_Stated task_:
Return every line below that contains the word "road".
== Provided data
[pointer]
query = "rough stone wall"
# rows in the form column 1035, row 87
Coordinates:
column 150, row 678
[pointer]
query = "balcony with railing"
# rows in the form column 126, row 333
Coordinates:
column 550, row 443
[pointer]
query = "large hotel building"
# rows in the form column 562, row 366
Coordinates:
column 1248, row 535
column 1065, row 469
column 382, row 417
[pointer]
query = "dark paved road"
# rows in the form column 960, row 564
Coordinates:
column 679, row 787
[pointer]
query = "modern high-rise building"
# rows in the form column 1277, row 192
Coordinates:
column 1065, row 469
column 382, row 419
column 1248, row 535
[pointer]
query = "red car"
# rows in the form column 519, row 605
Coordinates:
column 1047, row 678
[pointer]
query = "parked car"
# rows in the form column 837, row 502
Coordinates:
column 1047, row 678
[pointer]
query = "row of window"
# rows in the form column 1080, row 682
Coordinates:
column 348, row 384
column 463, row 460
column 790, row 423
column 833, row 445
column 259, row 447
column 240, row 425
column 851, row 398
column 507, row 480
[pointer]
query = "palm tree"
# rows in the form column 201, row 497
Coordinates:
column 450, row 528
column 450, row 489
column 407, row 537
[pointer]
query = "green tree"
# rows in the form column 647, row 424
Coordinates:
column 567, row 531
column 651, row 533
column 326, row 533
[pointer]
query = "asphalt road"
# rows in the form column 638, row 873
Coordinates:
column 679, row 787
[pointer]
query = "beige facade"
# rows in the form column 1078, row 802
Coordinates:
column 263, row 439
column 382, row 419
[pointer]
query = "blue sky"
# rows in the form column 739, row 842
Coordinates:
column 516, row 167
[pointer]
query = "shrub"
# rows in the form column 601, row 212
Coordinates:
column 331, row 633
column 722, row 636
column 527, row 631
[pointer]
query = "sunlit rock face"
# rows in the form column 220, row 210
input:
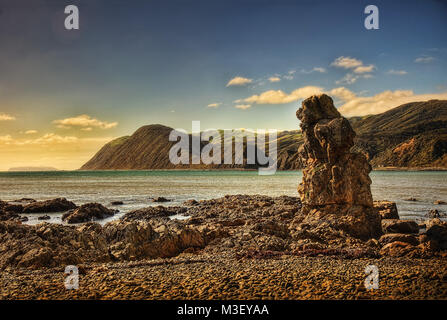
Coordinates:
column 336, row 186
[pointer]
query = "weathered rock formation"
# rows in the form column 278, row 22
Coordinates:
column 54, row 205
column 88, row 212
column 335, row 190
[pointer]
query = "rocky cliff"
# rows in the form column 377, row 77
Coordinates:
column 411, row 135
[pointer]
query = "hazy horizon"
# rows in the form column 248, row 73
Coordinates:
column 230, row 64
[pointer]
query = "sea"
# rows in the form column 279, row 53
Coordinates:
column 136, row 188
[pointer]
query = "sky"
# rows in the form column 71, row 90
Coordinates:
column 227, row 63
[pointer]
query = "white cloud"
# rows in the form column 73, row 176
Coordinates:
column 364, row 69
column 424, row 59
column 397, row 72
column 346, row 63
column 352, row 103
column 381, row 102
column 315, row 69
column 356, row 66
column 243, row 106
column 239, row 81
column 349, row 78
column 280, row 97
column 84, row 121
column 6, row 117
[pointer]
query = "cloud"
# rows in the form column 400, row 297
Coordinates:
column 381, row 102
column 239, row 81
column 397, row 72
column 356, row 66
column 243, row 106
column 346, row 63
column 84, row 121
column 349, row 78
column 424, row 59
column 280, row 97
column 315, row 69
column 351, row 103
column 6, row 117
column 364, row 69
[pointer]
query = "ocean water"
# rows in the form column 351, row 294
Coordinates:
column 136, row 188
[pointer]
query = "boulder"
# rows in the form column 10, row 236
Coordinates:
column 437, row 231
column 153, row 212
column 336, row 187
column 399, row 226
column 55, row 205
column 397, row 249
column 434, row 213
column 386, row 209
column 160, row 199
column 401, row 237
column 88, row 212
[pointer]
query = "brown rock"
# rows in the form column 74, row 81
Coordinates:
column 401, row 237
column 160, row 199
column 88, row 212
column 386, row 209
column 437, row 231
column 396, row 249
column 335, row 181
column 55, row 205
column 399, row 226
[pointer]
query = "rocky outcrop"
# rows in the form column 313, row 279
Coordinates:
column 399, row 226
column 88, row 212
column 437, row 231
column 386, row 209
column 153, row 212
column 335, row 190
column 54, row 205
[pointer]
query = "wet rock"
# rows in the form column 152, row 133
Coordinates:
column 55, row 205
column 386, row 209
column 153, row 212
column 88, row 212
column 160, row 199
column 401, row 237
column 336, row 185
column 399, row 226
column 437, row 231
column 434, row 213
column 190, row 203
column 397, row 249
column 24, row 200
column 16, row 208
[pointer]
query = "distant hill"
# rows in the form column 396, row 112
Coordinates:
column 411, row 135
column 26, row 169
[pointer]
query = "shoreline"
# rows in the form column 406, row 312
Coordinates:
column 235, row 247
column 403, row 169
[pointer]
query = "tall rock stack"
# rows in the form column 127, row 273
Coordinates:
====
_Complete output_:
query = "dark paved road"
query = "asphalt road"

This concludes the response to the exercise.